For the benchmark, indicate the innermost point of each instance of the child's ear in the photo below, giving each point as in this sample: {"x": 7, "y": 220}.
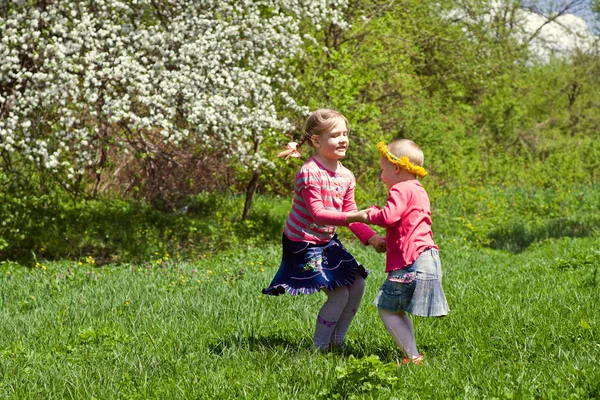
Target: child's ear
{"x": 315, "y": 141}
---
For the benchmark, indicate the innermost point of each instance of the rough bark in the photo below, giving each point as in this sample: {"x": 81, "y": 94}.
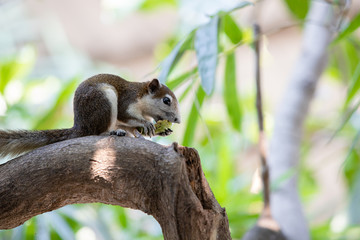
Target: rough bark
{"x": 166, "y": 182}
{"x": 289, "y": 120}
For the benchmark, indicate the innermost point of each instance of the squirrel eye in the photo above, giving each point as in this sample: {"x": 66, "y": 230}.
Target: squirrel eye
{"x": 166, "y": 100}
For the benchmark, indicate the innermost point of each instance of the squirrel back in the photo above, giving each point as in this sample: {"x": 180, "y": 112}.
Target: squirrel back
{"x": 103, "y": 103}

**The request:**
Pull out every row above that contains the word "giving", copying each one in full. Uppercase and lowercase letters must match.

**Result of the exercise:**
For the benchmark, indicate the innermost point of each instance of the child's ear in the photo below, giving each point as in this sample: {"x": 7, "y": 220}.
For the benchmark, indicate the innermost point of each instance of the rough bark in the photo below, giving each point as in this sample: {"x": 81, "y": 94}.
For the benchmark, indicate the innermost point of each instance of the squirrel eye in the photo above, giving each point as in this sample: {"x": 66, "y": 230}.
For the benchmark, indicate the innermost point of each instance of the squirrel back in the photo above, giving each point as in this sample: {"x": 180, "y": 112}.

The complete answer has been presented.